• [Tasks]:
(1) Rewrite the text on climate change and health, starting with "There is ample evidence that global warming is" and going on through "was not surprised.", with "journalist" replaced by "reporter".
(2) Using the text on climate change and health, answer the following:
(a) How many deaths a year did the DARA report blame on climate change and a carbon-intensive economy?
(b) Where did Ferber shadow a researcher who collected and tested mosquitoes?
(c) What happens to malaria parasites in mosquitoes as temperatures rise?

[Passage provided — start]

On the Front Lines of Climate Change: Gauging Health Threats, Offering Solutions.
There is ample evidence that global warming is leading to the spread of diseases such as malaria and West Nile virus, leading to increased efforts to consider climate change as a public health issue.
Dan Ferber is not one to say, “we told you so.”
But when the European group DARA released a report in September showing climate change and a carbon-intensive economy were to blame for 5 million deaths a year, the journalist who co-authored “Changing Planet, Changing Health: How the Climate Crisis Threatens Our Health and What We Can Do about It,” was not surprised.
“It is a ginormous problem,” Ferber told a crowd gathered at a Sept. 28 BUSPH forum– part of the Gijs van Seventer Environmental Health Seminar series. “The impacts on health are enormous.”
Dan FerberFerber told stories of researching climate change with his co-author, the late Paul Epstein, MD, associate director of the Center for Health and Global Environment at Harvard Medical School. Their book discusses how global warming and greenhouse emissions impact diseases including malaria, Lyme disease and asthma. Ferber, a science writer, chronicled what he called Epstein’s “audacious” and extensive work to try to slow climate change.
The bad news from the front lines: There is ample evidence that global warming already is leading to the spread of diseases such as malaria and West Nile virus. The good news: “Every single one of the policies and technologies [needed to slow global warming] is beyond the lab bench,” Ferber said. “They’re real” and achievable.
Ferber said predicting health epidemics is critical to protecting public health. He told of shadowing a researcher in the central Kenya highlands who collected and tested mosquitoes in an effort to create models forecasting the spread of malaria over time. As temperatures rise, malaria parasites in mosquitoes develop faster. The researcher wanted to sound an early warning to help guide future prevention and treatment.

[Passage provided — finish]
[Information provided — start]

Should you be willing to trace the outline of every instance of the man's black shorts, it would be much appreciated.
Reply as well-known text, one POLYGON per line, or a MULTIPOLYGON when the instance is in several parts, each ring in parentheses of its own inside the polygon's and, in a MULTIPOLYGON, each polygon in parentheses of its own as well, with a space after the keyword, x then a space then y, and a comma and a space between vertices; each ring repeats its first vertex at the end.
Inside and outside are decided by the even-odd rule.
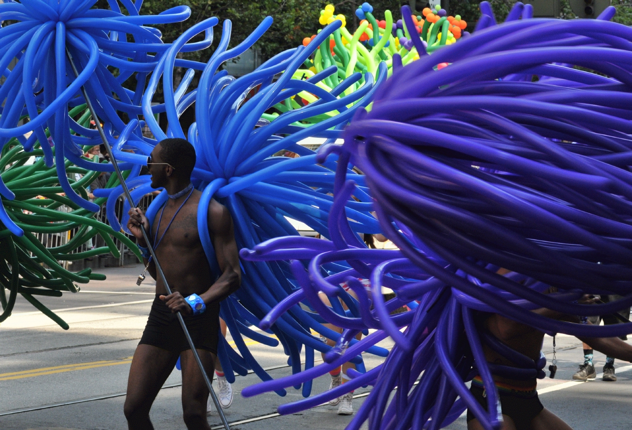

[Information provided — finish]

• [Per-task outputs]:
(1)
There is ample evidence that global warming is leading to the spread of diseases such as malaria and West Nile virus, leading to increased efforts to consider climate change as a public health issue.
Dan Ferber is not one to say, “we told you so.”
But when the European group DARA released a report in September showing climate change and a carbon-intensive economy were to blame for 5 million deaths a year, the reporter who co-authored “Changing Planet, Changing Health: How the Climate Crisis Threatens Our Health and What We Can Do about It,” was not surprised.

(2)
(a) 5 million deaths a year.
(b) In the central Kenya highlands.
(c) They develop faster.